Do you even Understanding Monkey?
Greetings, dear Soul! Saturday the 14th sees the arrival K’een 51, Understanding Monkey, a day where the playful artistry of the Weaver of Time meets the crystalline clarity of Tone Twelve. Understanding is the Architect of consciousness, the one who gathers scattered threads and weaves them into a cohesive framework. It is Cartography of the soul, mapping the invisible pathways between experiences until comprehension blossoms into true Innerstanding.
This is a vision i received for how to teach Tone 12.

**Problems**
1. Rewrite the part of the Understanding Monkey text starting with "Greetings, dear Soul!" and going on through "into true Innerstanding.", putting "Builder" wherever "Architect" appears.
2. Check each statement against the Understanding Monkey text, answering yes or no and quoting the words that settle it: (a) K’een 51 arrives on Saturday the 14th. (b) The day brings together the Weaver of Time and Tone Eleven. (c) The vision described concerns how to teach Tone 12.
3. Answer these from the Understanding Monkey text:
(a) On what day of the week does K’een 51 arrive?
(b) Understanding is called the Architect of what?
(c) Which tone is the vision received meant to teach?

**Given information**
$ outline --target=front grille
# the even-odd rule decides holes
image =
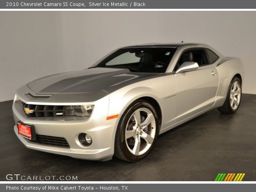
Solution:
[[[48,118],[76,116],[72,106],[31,105],[22,102],[23,110],[25,108],[30,113],[26,114],[30,118]]]
[[[47,135],[36,134],[36,139],[29,140],[30,142],[58,147],[70,148],[69,144],[65,138]]]

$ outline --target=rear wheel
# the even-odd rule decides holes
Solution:
[[[227,97],[222,106],[218,108],[224,113],[232,114],[237,111],[242,98],[242,86],[240,79],[235,77],[228,88]]]
[[[144,100],[132,103],[120,119],[115,140],[114,155],[135,162],[144,158],[154,146],[159,124],[154,107]]]

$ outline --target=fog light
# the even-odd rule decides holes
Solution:
[[[90,146],[92,144],[92,140],[91,136],[86,133],[80,133],[78,135],[79,142],[84,146]]]

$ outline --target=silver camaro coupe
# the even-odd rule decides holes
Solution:
[[[135,162],[148,154],[159,134],[214,108],[236,112],[243,76],[240,59],[204,44],[123,47],[88,69],[18,89],[14,131],[30,149]]]

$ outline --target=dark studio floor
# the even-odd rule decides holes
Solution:
[[[81,181],[213,181],[218,173],[256,180],[256,95],[235,114],[212,110],[160,135],[145,159],[86,161],[26,148],[15,135],[12,101],[0,102],[0,180],[8,174],[78,176]]]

**Task answers**
1.
Greetings, dear Soul! Saturday the 14th sees the arrival K’een 51, Understanding Monkey, a day where the playful artistry of the Weaver of Time meets the crystalline clarity of Tone Twelve. Understanding is the Builder of consciousness, the one who gathers scattered threads and weaves them into a cohesive framework. It is Cartography of the soul, mapping the invisible pathways between experiences until comprehension blossoms into true Innerstanding.

2.
(a) Yes: "Saturday the 14th sees the arrival K’een 51, Understanding Monkey"
(b) No: "the playful artistry of the Weaver of Time meets the crystalline clarity of Tone Twelve"
(c) Yes: "This is a vision i received for how to teach Tone 12."

3.
(a) Saturday
(b) Consciousness
(c) Tone 12